◆ **WORK TO COMPLETE**
Each record is to be copied exactly as written.

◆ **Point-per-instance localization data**
-- -- --

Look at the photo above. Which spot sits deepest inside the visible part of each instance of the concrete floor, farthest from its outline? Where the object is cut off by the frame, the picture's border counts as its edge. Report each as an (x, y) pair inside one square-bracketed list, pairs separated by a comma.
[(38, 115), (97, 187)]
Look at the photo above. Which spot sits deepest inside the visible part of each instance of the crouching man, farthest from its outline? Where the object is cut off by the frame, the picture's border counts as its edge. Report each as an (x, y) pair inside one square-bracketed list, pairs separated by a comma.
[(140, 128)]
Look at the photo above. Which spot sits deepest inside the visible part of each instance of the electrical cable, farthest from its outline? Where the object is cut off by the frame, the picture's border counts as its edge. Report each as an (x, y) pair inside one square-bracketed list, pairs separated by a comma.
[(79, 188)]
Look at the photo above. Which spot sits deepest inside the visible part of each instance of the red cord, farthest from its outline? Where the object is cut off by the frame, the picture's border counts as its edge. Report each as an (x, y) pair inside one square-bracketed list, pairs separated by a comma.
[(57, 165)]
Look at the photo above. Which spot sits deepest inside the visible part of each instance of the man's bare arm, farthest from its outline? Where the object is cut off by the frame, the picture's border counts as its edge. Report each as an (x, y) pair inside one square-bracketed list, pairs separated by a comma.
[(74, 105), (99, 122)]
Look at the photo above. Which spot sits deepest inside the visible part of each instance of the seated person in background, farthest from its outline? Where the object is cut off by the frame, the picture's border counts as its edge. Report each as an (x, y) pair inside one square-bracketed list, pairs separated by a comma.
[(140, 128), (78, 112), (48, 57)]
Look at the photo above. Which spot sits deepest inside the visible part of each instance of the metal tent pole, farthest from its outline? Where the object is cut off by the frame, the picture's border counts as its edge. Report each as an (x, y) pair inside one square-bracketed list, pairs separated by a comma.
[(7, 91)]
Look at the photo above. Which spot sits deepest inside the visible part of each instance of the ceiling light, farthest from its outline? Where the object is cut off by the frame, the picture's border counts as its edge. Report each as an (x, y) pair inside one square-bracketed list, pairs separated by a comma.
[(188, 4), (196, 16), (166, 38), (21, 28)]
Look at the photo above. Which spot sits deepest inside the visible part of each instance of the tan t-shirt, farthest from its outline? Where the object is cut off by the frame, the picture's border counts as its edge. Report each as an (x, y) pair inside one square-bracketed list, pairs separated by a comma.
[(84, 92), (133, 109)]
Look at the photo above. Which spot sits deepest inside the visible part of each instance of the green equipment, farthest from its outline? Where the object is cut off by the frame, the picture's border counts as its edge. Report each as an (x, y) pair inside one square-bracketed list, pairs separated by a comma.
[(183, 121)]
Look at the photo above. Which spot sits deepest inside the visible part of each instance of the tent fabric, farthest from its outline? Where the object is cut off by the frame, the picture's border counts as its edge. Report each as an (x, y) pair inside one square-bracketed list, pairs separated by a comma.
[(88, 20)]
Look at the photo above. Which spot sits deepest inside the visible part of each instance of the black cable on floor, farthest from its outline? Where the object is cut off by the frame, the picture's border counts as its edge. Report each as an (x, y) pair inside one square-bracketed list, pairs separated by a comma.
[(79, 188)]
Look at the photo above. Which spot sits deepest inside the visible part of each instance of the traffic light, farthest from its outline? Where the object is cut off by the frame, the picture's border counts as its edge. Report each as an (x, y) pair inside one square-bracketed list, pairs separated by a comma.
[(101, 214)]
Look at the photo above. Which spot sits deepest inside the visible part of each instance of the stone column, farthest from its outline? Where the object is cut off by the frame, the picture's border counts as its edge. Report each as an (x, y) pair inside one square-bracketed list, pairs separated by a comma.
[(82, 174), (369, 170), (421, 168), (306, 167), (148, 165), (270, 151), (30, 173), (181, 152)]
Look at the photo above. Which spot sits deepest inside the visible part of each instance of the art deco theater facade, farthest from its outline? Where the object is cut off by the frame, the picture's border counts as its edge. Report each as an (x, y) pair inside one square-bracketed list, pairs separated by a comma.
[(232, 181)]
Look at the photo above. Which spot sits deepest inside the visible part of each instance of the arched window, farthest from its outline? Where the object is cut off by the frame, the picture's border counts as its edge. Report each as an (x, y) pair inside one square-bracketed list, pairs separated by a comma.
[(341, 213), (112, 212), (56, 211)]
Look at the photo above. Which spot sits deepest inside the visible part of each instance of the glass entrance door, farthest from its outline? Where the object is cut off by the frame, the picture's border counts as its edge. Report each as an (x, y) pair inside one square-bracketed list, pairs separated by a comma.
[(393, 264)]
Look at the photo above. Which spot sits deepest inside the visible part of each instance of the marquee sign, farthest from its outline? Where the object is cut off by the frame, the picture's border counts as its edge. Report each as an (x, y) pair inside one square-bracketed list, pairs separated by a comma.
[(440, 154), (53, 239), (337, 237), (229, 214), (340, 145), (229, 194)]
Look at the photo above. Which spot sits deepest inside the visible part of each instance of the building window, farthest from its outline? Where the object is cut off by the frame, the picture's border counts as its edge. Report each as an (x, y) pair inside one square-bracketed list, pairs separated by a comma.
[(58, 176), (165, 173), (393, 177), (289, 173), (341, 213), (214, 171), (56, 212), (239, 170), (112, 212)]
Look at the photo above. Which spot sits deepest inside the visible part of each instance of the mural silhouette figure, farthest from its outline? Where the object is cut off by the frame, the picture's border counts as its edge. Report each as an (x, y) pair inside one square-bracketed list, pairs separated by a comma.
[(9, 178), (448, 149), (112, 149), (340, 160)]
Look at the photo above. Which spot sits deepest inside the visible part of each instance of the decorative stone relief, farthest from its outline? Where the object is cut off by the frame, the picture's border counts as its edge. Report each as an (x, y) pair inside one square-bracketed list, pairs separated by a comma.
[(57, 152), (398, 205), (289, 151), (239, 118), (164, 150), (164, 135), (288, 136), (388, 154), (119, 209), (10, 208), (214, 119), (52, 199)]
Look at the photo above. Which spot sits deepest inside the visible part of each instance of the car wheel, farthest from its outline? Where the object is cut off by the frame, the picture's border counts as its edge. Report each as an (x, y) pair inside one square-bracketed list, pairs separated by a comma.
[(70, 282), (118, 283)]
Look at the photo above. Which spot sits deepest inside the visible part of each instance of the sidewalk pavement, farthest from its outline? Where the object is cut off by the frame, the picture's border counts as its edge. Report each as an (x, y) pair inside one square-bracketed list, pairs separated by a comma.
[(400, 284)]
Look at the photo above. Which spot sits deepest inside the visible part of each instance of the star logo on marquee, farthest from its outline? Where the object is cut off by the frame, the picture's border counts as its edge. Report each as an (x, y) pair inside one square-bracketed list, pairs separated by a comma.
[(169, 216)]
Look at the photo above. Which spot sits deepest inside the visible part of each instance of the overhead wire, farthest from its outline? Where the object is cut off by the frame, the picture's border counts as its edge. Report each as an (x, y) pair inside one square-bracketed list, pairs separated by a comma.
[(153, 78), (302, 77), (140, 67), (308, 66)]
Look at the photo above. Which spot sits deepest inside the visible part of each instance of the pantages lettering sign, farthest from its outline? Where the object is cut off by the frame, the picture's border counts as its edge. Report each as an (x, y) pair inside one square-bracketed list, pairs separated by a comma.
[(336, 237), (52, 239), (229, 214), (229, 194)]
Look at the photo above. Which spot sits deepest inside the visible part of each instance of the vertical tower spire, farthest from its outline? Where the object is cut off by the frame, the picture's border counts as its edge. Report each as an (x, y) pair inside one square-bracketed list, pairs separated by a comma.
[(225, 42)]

-- -- --

◆ **OUTPUT OF THE TASK**
Look at the photo above. Which spot sits deepest inside the visible part of each instance of the concrete floor, farthest from its outline? Where the object is cut off by the frame, the picture's border counts as its edge. Report each as an (x, y) pair inside one square-bracketed list, pairs separated by a comma.
[(38, 115), (97, 187)]
Look at the photo above. Which spot sits deepest inside the visible part of each instance of the crouching man, farthest from its outline? Where the object is cut off by the frame, the picture's border counts as its edge. Report each as an (x, y) pair inside one square-bracketed list, pairs separated by a comma.
[(140, 128)]
Look at the photo above. Which spot sits deepest inside the visible part of each instance of the electrical cable, farthest from its outline? Where the object is cut off by the frame, the picture's border counts as its edge. Report each as an (x, y) pair inside one square-bracketed list, pairs separated by a comma.
[(79, 188)]
Look at the photo above. Which spot sits deepest inside the visible part of each instance of the red cord, farthest from its outline? Where the object is cut off by the frame, the picture's border counts as its edge. Report each as an (x, y) pair inside one square-bracketed list, pairs separated by a comma.
[(57, 165)]
Look at the photo above. Which spot sits deepest inside the visible part of each instance of the man's bare arm, farthest from its outline? Where the object is cut off by the frame, the picture's border counts as its edge. Report each as an (x, y) pair inside one square-bracketed list, pairs separated by a comma.
[(74, 105), (99, 122)]
Look at the photo above. Which spot sits deepest inside the visible part of each instance of the seated person in background, farthest from its outline? Where the object is cut off by the frame, the picture's border counts as its edge. Report each as an (x, y) pair inside one square-bracketed list, pairs separated by a comma.
[(140, 128), (78, 112), (48, 57)]
Look at the photo above. Which spot sits deepest inside the visible part of each instance of the metal tent pole, farthest from its outline? Where the object is cut off by the frame, the picture's border counts as its edge. Report each as an (x, y) pair inside one square-bracketed list, pairs separated by a comma.
[(7, 91)]
Look at the photo above. Which spot sits deepest inside the visible part of each instance of the ceiling light, farthest from its outline? Where the object is cut off by the frame, the picture's border counts as its edge. Report each as an (x, y) pair inside one square-bracketed list, pairs separated by a comma.
[(188, 4), (196, 16), (166, 38), (21, 28)]
Look at the photo above. Which spot sits deepest inside the visible part of each instance of the tan t-shirt, farthest from its outline? Where the object is cut off by the frame, the picture's border counts as its edge. Report each as an (x, y) pair inside one square-bracketed list, pairs separated by a comma.
[(84, 92), (133, 109)]
Look at the photo above. Which spot sits deepest inside the visible part of each instance of the green equipment, farthest from its outline? Where the object is cut off by the frame, the picture's border counts as its edge. Report each as an (x, y) pair inside one square-bracketed list, pairs separated by a comma.
[(183, 121)]
Look at the photo above. Which spot sits deepest inside the visible part of each instance of the tent fabric, farthest from its outline? Where the object is cut off by the frame, the picture's border counts as its edge. Report each as an (x, y) pair inside one square-bracketed list, pairs separated by a comma.
[(88, 20)]
Look at the photo above. Which spot sits deepest inside the visible part of each instance of the black cable on floor, farthest from its outline? Where the object is cut off by the frame, the picture's border counts as its edge. Report each as an (x, y) pair inside one square-bracketed list, pairs separated by a comma.
[(79, 188)]
Look at the photo above. Which spot sits deepest inside the visible part of each instance of the traffic light, farthest from its outline? Where the object is cut off by the frame, the picture's border counts as its edge. Report each as an (x, y) pair inside one square-bracketed list, pairs separated by a comma.
[(101, 214)]
Look at the photo above. Which spot sits deepest inside the visible part of each instance of the stone column, farthest from its outline? Where the object is cut off by the frame, the picture's border counts as its edge. Report each as an (x, y) pair inside one square-bracketed list, pairs separated by a comma.
[(82, 174), (369, 170), (421, 168), (306, 167), (148, 165), (270, 151), (30, 173), (181, 152)]
Look at the photo above. Which spot sits deepest inside the visible part of each instance of the art deco theater facade, farthest from its outline? Where the object is cut off by the frame, the picture's border counts as its edge. Report each as an (x, y) pair inside one square-bracketed list, pairs separated by a comma.
[(232, 181)]
Look at the photo above. Which spot sits deepest inside the visible part of each instance of the arched window, farthest from its outline? Where the object is cut off by the frame, the picture's border counts as its edge. Report each as an (x, y) pair inside one square-bracketed list, pairs separated by a comma.
[(341, 213), (112, 212), (56, 211)]
Look at the photo above. Which spot sits deepest inside the visible part of each instance of the glass entrance door, farthest from its outline? Where the object is cut off by the frame, the picture's border counts as its edge. Report each as an (x, y) pair inside one square-bracketed list, pairs separated by a comma.
[(393, 264)]
Look at the photo above. Which spot sits deepest inside the visible part of each instance of the marquee sign, farthest from its outline? Where the object is cut off by the frame, the picture's border counts as its edge. Report each as an (x, y) pair inside one square-bracketed list, pairs separated by a comma.
[(440, 154), (53, 239), (337, 237), (229, 214), (340, 145), (229, 194)]
Look at the photo above. Which spot sits deepest inside the visible part of each instance of the building window, farthest from its outline? Where the object is cut off by the frame, the picture's border counts as its edge. Report each as an (x, y) pair inside one square-bracketed list, pairs separated by a comma.
[(58, 176), (165, 173), (393, 177), (289, 173), (341, 213), (214, 171), (56, 212), (239, 170), (112, 212)]
Look at the photo above. Which spot sits deepest inside the visible part of each instance of the mural silhouette figure, farthest from its outline? Where the object is cut off by the frame, the picture's border counts as its edge. Report each as an (x, y) pair inside one square-bracketed list, pairs separated by a comma.
[(9, 178), (448, 149), (112, 149), (340, 160)]
Look at the photo above. Which spot sits deepest inside the visible part of each instance of the decorative stone relief, farthest from its outline? Where the object is cut off by the frame, the picture's border counts as its edge. Report each as an (x, y) pair inside one square-bracketed list, pairs separated by a comma.
[(57, 152), (398, 205), (289, 151), (239, 118), (164, 150), (164, 135), (288, 136), (388, 154), (119, 209), (10, 208), (214, 119), (52, 199)]
Look at the photo above. Which spot sits deepest inside the visible part of each instance of the car wheel, farthest from its outline? Where the object is cut off by the frame, the picture's border counts as its edge. Report each as an (x, y) pair inside one square-bracketed list, pairs separated by a comma.
[(70, 282), (118, 283)]
Look at the photo above. Which spot sits deepest inside the visible part of each instance of the sidewalk pavement, farthest from its outline? Where the object is cut off by the frame, the picture's border counts as its edge. Report each as an (x, y) pair inside one square-bracketed list, pairs separated by a comma.
[(400, 284)]
Look at the photo above. Which spot sits deepest inside the visible part of each instance of the star logo on marquee, farthest from its outline? Where the object is cut off by the frame, the picture's border counts as its edge. Report each as an (x, y) pair inside one square-bracketed list, pairs separated by a comma.
[(169, 216)]
Look at the photo above. Which spot sits deepest inside the visible part of each instance of the overhead wire, farthest from its outline? Where the object is cut off by the frame, the picture's border counts as its edge. Report each as an (x, y) pair inside one square-bracketed list, pairs separated by a comma.
[(153, 78), (302, 77), (140, 67), (308, 66)]
Look at the photo above. Which spot sits deepest inside the visible part of each instance of the pantages lettering sign, farthest from its outline? Where the object is cut off by the frame, the picture's border counts as its edge. Report each as an (x, y) pair inside one square-bracketed list, pairs separated by a comma.
[(336, 237), (52, 239), (229, 214), (229, 194)]
Look at the photo above. Which spot sits deepest inside the visible part of each instance of the vertical tower spire, farthest from its outline? Where the object is cut off by the frame, the picture's border counts as its edge. Report each as an (x, y) pair inside one square-bracketed list, pairs separated by a comma.
[(225, 42)]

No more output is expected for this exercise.